═════ 待处理记录
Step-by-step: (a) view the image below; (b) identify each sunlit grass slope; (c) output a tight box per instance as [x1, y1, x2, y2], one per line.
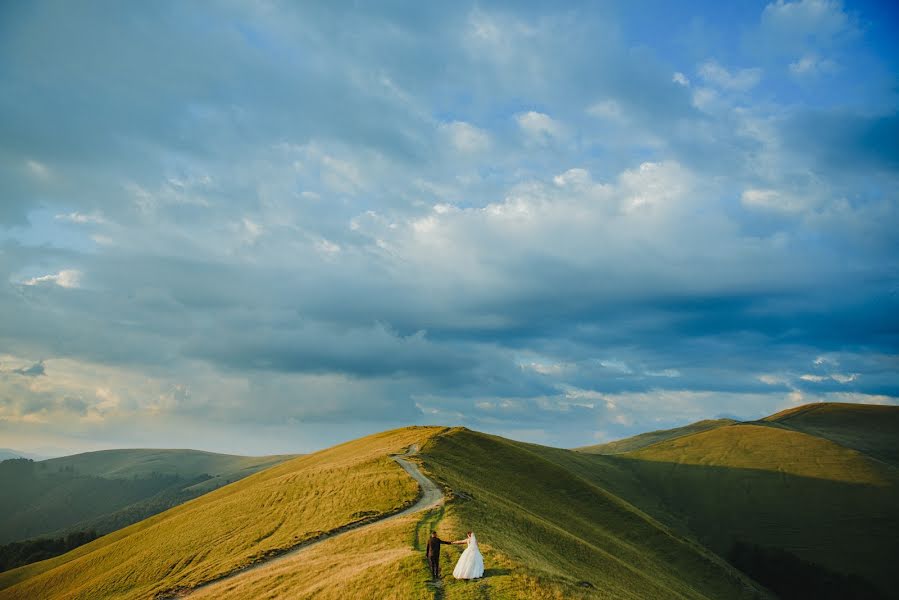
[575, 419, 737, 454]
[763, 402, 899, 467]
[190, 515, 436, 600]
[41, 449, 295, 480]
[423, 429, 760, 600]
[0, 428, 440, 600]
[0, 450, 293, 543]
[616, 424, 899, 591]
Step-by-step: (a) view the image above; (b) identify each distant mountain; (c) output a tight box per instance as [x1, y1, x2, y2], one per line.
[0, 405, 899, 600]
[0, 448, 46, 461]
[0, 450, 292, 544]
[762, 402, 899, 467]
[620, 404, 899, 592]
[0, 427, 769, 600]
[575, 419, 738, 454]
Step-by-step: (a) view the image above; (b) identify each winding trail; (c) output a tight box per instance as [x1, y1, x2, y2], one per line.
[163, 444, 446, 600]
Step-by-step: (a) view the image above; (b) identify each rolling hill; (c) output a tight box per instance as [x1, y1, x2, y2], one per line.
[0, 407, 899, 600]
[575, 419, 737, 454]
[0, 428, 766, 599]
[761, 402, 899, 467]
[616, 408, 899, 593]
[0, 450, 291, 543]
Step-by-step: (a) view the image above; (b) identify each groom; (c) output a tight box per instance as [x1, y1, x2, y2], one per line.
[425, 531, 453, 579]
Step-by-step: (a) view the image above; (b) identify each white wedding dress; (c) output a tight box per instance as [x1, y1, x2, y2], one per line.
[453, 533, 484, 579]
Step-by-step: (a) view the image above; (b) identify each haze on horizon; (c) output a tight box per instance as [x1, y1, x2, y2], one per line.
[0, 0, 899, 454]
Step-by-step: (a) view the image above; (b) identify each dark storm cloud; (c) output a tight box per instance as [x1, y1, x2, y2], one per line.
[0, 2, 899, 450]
══════════
═════ 待处理记录
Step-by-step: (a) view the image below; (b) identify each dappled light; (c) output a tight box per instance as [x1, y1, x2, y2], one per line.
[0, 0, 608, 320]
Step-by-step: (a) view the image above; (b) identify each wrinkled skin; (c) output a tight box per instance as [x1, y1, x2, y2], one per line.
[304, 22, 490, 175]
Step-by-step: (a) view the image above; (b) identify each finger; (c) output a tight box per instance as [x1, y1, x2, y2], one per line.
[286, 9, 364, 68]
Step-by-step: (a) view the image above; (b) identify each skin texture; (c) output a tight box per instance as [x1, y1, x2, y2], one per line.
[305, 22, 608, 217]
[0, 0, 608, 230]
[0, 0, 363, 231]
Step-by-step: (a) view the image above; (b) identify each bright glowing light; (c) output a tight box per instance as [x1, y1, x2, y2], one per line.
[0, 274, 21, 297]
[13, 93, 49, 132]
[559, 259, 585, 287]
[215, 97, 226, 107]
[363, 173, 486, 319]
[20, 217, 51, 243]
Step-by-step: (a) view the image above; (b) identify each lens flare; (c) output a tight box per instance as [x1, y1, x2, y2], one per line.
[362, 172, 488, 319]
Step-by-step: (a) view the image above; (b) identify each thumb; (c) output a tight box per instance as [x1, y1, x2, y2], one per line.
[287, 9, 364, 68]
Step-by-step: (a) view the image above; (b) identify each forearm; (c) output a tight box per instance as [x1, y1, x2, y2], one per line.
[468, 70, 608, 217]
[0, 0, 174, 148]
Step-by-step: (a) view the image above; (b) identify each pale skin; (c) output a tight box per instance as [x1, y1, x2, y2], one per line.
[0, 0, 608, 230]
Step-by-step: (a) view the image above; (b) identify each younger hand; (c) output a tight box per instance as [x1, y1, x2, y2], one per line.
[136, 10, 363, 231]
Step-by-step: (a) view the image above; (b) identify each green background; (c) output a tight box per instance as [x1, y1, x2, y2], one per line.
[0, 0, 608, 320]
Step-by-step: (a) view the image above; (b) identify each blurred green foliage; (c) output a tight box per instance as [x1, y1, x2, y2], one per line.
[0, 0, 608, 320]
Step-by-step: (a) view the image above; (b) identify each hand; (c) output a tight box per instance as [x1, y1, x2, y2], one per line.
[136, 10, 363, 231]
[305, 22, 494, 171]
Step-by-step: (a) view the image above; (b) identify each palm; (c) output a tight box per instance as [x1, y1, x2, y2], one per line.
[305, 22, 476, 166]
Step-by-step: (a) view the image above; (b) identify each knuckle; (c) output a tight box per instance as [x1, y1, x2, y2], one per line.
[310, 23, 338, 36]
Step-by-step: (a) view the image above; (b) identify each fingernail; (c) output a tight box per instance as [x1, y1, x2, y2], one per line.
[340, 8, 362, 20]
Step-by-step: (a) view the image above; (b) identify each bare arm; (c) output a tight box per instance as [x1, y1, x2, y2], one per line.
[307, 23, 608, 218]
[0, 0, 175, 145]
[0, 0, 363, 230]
══════════
**任务指示**
把从含有"identify each fingernail;"的那一行直到含有"[0, 0, 363, 230]"的那一行（首尾两行都算在内）重新写出，其中的"bare arm"改为"forearm"，其余内容保持原样。

**本题输出**
Step-by-step: (a) view the image above; (b) identify each fingernail; (c) output a tight box per instance as [x1, y1, x2, y2], one per line.
[340, 8, 362, 20]
Step-by-step: (a) view the image above; (b) identify each forearm; (c) output a tight box per instance as [x1, y1, x2, y2], one per line.
[307, 23, 608, 218]
[0, 0, 175, 145]
[0, 0, 363, 230]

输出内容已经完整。